Task to carry out — From the OpenRefine excerpt below, list every column referred to by its exact individual name, including any number that forms part of that name.

The entries that have data in scientificName 3
and
scientificName 4
but not the first two
scientificName
columns had an extra space at the beginning
of the entry. Leading and trailing white spaces are very difficult to
notice when cleaning data manually. This is another advantage of using
OpenRefine to clean your data - this process can be automated.
In newer versions of OpenRefine (from version 3.4.1) there is now an option to clean leading and trailing white spaces from all data when importing the data initially and creating the project.
Exercise
Look at the data in the column coordinates
and split
these values to obtain latitude and longitude. Make sure that the option
for Guess cell type
is checked and that
Remove this column
is not. Rename the new columns.
What type of data OpenRefine assigns to the new colunms?
Both new columns will appear with green text, indicating they are
numeric. The option for Guess cell type
allowed OpenRefine
to guess that these values were numeric.
Undoing / Redoing actions
It is common while exploring and cleaning a dataset to make a mistake
or decide to change the order of the process you wish to conduct.

Records —

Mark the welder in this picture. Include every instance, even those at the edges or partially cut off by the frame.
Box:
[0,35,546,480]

---

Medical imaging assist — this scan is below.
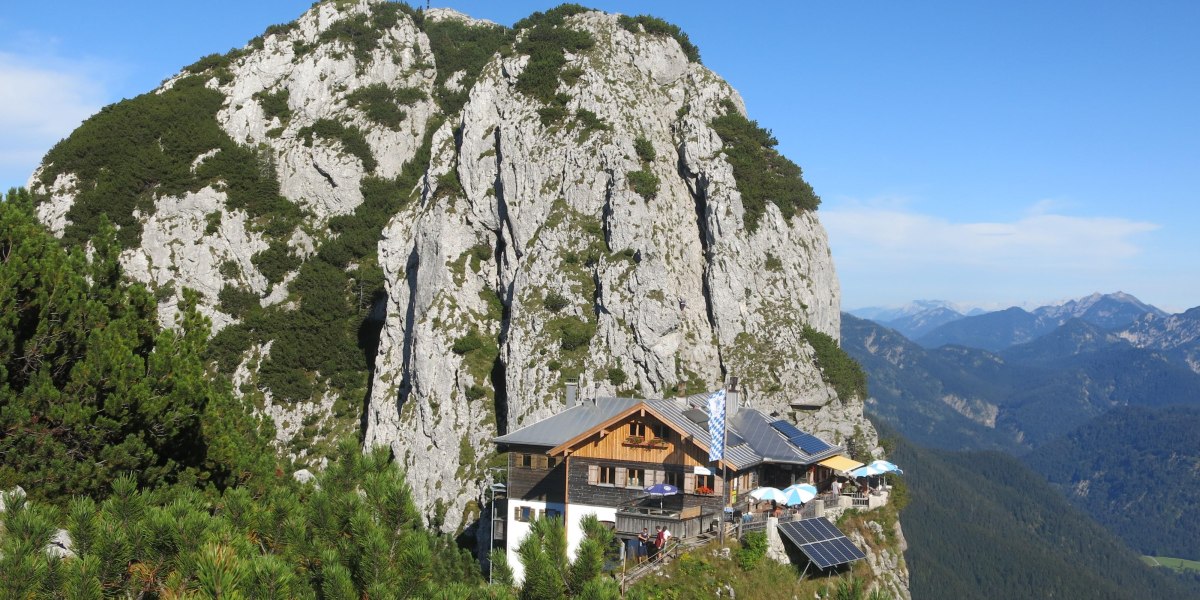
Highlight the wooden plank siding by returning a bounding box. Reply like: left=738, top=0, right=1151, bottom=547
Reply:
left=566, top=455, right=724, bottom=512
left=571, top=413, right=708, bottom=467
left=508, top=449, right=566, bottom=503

Answer for this exercise —
- scientificName 3
- scientificName 4
- coordinates